**** Text provided
Sex and Quality of Life
I love it when I have a title that I know will grab your attention! Today's news is a short article from Reuters about a study from Scotland that suggests that older people who continue to have an intimate relationship have a higher quality of life. This study did not only focus on individuals with a cancer history, but I am completely certain that the same findings would apply.
I suspect that the improved QOL (quality of life) is not specifically focused on sex itself or how many orgasms/month someone experiences. It has more to do with intimacy, feeling loving and loved, being close. The study, as you will see, asked about a range of behaviors, not just intercourse. This study was also limited to people 65 or over, but I know that the same results would old for younger people, too. Keeping with this broader focus, I am even more certain of the importance of these feelings to people with cancer or a history of cancer. We may need reassurance that we are still desirable, manly or womanly. We may need the safety of a loving relationship and the feeling that we are not alone in this world. When I shared this study with some others, one woman immediately suggested that we try to do something similar in the Boston area and volunteered to participate.
Here is the start and a link to read more:
For seniors, sexual activity is linked to higher quality of life
(Reuters Health) - Older adults who value sexual activity and engage in it have better social
lives and psychological well-being, according to a small study in Scotland
by Madeline Kennedy •
Older adults who value sexual activity and engage in it have better social lives and
psychological well-being, according to a small study in Scotland
Older adults said "they miss and want to engage in sexual behaviors, whether that be a kiss to intercourse," said study coauthor Taylor-Jane Flynn in an email. "For many, these behaviors remained an important element in their life."
Flynn, a psychology PhD candidate at Glasgow Caledonian University, said the study was inspired by her work as a health care assistant for elderly people.
Although quality of life is a key consideration for older adults, sexuality is rarely studied, write Flynn and Alan
Gow, an associate professor of psychology at Heriot-Watt University in Edinburgh, in the journal Age and Ageing.
The researchers recruited 133 Scottish adults aged 65 and over by distributing questionnaires at local clubs, small businesses and older people’s groups.
About half the participants lived with a spouse or partner.
********
**** Given data
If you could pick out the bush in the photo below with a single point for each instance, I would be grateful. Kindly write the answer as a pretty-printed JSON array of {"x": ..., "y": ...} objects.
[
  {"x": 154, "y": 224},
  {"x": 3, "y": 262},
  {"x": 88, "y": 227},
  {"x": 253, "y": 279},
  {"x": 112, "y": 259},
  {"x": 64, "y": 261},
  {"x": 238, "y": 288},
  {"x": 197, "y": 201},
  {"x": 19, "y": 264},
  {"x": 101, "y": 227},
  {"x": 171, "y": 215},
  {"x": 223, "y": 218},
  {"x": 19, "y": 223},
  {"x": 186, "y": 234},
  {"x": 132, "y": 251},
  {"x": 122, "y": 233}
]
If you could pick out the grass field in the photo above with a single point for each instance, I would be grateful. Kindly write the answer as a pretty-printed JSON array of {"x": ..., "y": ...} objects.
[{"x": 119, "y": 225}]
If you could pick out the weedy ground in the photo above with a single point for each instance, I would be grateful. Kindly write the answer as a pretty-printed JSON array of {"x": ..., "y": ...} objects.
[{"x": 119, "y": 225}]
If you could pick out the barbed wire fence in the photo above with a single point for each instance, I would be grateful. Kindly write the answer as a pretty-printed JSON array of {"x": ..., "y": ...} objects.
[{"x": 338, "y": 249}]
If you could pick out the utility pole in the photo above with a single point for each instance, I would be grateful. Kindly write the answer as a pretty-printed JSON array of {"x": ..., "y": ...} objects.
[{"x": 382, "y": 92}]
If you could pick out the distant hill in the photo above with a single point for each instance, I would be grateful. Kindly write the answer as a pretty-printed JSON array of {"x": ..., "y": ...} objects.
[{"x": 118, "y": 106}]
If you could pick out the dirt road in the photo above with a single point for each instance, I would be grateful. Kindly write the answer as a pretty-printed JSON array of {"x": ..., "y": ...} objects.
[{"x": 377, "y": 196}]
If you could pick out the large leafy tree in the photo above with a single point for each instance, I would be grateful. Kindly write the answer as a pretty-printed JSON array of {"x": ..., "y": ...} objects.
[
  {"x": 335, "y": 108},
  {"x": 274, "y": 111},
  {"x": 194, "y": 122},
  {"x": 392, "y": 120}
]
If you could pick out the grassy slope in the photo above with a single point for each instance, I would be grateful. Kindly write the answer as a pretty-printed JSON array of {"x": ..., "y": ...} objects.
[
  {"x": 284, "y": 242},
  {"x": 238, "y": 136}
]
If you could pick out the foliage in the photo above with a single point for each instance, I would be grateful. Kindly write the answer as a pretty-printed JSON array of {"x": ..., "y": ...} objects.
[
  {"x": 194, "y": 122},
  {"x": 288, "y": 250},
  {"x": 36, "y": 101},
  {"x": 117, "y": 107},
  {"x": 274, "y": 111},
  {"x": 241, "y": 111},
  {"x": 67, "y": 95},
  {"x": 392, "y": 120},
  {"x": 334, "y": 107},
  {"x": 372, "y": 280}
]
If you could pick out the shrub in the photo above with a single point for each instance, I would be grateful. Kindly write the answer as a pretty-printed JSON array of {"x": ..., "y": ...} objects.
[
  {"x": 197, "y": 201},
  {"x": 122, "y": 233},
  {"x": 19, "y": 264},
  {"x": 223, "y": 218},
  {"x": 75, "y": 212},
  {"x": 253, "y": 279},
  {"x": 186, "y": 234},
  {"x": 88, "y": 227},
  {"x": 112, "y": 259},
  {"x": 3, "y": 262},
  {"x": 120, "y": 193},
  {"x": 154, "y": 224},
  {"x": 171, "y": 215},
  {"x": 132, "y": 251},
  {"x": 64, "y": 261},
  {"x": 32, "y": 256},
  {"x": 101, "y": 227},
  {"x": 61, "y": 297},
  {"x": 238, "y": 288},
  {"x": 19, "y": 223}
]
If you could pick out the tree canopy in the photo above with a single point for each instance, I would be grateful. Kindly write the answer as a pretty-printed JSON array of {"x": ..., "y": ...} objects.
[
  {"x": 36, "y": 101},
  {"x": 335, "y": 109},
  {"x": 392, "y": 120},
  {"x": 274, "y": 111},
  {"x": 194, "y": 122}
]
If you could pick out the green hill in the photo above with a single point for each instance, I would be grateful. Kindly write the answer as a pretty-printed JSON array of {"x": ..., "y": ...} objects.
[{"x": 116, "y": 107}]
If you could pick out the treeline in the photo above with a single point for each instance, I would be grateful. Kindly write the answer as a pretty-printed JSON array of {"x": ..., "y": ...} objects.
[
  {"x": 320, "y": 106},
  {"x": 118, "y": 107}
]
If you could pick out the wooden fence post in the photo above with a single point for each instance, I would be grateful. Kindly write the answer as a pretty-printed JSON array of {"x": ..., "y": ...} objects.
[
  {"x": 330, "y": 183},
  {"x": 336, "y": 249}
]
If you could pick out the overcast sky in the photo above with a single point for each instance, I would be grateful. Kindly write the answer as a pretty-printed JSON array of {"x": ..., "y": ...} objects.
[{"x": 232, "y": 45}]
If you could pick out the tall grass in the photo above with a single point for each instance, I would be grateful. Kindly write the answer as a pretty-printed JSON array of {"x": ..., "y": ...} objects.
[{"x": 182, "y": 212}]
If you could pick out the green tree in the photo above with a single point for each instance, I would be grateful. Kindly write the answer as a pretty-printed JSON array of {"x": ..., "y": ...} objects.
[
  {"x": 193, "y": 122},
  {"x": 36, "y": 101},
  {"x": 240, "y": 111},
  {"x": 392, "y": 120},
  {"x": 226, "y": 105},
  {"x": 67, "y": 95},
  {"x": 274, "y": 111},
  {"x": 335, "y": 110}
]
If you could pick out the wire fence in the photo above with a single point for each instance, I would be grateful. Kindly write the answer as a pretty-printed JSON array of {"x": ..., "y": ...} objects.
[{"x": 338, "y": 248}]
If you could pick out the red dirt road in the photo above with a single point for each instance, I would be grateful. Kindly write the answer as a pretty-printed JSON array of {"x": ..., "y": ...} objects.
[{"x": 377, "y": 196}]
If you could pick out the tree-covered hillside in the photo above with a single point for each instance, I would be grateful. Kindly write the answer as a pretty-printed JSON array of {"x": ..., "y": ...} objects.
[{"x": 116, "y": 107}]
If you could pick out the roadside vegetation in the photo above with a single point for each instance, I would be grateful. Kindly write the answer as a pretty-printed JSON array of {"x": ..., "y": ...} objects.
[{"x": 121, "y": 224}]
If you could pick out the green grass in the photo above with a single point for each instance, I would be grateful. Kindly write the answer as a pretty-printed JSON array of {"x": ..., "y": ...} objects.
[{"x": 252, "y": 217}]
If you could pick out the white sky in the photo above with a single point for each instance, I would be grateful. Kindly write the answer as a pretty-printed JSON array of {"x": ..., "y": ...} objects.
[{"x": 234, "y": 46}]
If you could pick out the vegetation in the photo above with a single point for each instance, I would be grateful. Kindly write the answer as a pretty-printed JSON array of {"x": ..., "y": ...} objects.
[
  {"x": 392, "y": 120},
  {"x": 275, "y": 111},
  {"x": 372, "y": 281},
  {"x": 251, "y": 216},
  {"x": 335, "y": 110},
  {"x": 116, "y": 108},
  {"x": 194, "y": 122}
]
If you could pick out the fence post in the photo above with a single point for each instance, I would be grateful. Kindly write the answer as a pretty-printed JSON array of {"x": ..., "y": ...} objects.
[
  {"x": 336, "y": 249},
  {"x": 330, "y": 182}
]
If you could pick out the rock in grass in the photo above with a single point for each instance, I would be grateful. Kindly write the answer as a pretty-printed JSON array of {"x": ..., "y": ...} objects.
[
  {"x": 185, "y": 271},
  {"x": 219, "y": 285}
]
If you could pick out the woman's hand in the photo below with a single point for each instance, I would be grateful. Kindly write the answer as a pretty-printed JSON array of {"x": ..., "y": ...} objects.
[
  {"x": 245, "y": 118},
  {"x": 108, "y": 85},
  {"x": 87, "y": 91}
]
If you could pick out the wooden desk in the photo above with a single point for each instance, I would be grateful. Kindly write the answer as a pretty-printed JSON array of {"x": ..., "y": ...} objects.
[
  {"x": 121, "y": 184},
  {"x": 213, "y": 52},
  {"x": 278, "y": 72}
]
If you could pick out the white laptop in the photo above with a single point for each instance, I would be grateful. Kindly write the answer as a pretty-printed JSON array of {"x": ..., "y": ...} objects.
********
Revise the text on sex and quality of life, starting at the words "Flynn, a psychology" and stopping after "older people’s groups.", and put "surveys" in place of "questionnaires".

Flynn, a psychology PhD candidate at Glasgow Caledonian University, said the study was inspired by her work as a health care assistant for elderly people.
Although quality of life is a key consideration for older adults, sexuality is rarely studied, write Flynn and Alan
Gow, an associate professor of psychology at Heriot-Watt University in Edinburgh, in the journal Age and Ageing.
The researchers recruited 133 Scottish adults aged 65 and over by distributing surveys at local clubs, small businesses and older people’s groups.